## Instructions to follow
Write out every one of the entries below word for word.

════

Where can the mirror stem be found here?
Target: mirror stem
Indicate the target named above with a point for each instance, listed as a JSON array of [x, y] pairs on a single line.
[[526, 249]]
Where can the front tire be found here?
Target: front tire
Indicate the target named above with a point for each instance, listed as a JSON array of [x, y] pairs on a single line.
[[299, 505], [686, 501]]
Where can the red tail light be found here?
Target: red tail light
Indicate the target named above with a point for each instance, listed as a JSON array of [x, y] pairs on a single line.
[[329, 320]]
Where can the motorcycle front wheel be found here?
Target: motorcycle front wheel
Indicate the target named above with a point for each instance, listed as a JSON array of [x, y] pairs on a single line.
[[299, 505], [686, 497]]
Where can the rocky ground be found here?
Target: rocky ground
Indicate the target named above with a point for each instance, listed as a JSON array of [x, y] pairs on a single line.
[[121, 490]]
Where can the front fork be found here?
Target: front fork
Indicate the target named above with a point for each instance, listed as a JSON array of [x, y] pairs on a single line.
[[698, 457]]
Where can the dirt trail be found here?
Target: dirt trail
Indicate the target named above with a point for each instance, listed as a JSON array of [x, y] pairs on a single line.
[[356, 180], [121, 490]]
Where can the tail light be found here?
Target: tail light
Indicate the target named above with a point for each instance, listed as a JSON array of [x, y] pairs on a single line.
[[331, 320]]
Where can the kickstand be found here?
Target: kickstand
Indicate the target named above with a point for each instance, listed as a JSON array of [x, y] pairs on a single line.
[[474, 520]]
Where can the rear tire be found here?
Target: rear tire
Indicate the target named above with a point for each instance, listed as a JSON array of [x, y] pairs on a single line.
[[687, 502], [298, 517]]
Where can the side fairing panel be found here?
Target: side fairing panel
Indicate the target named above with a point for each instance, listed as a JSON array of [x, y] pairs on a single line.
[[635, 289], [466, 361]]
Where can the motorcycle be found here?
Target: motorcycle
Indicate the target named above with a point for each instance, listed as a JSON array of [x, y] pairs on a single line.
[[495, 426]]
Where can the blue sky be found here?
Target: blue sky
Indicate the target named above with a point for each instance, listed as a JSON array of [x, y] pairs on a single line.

════

## Task solution
Where can the mirror stem be found here?
Target: mirror stem
Indicate the target named above with a point for each instance, listed as a JSON array of [x, y] pairs on a single line.
[[526, 249]]
Where can the front tire be found here?
Target: front tire
Indicate the target named above with a point for each instance, listed as a JSON array of [x, y] pairs on a single line.
[[299, 505], [686, 501]]
Where can the red tail light be found here?
Target: red tail light
Indicate the target named above with a point for each instance, listed as a JSON array of [x, y] pairs on a single line.
[[329, 320]]
Where can the motorcycle front wheel be found here?
Target: motorcycle front wheel
Indicate the target named above with a point for each instance, listed as a JSON array of [x, y] pairs on a single line.
[[299, 505], [686, 497]]
Where can the rocky ground be found here?
Target: rocky ground
Indicate the target named above with a point for each instance, listed as a JSON array of [x, y] pairs on a single line.
[[121, 490]]
Where can the front fork be found here?
Target: front fork
Indicate the target named above with a point for each instance, listed as a JSON array of [x, y] pairs on a single line.
[[698, 457]]
Where can the dirt trail be found here?
Target: dirt trail
Indicate the target named above with a point for each instance, listed as a JSON array of [x, y] pairs on a single line.
[[356, 180], [121, 490]]
Where can the tail light be found here?
Target: tail light
Indicate the target named above with a point for each instance, listed as a JSON array of [x, y] pairs on a single line.
[[331, 320]]
Where can the kickstand be found here?
Target: kickstand
Indicate the target named above with a point for each instance, listed as a JSON array of [x, y] pairs on a single line.
[[474, 520]]
Where can the rear tire be found here?
Target: rear tire
Indicate the target named above with a point for each instance, listed as a JSON array of [x, y] pairs on a single line.
[[687, 502], [298, 517]]
Where can the side fairing panel be found here?
Target: side fairing panel
Indicate the target named above with a point for each instance, listed as a JSON array of [x, y] pairs on a single line.
[[635, 289], [466, 361]]
Where can the motorcycle be found here?
Target: motorcycle
Indicate the target named above with a point for each instance, listed as a JSON array of [x, y] pairs on a single line.
[[495, 426]]
Where can the blue sky be found here?
Target: blue sky
Indicate the target named above with a point for each instance, listed as a JSON array of [x, y] pairs on a single line.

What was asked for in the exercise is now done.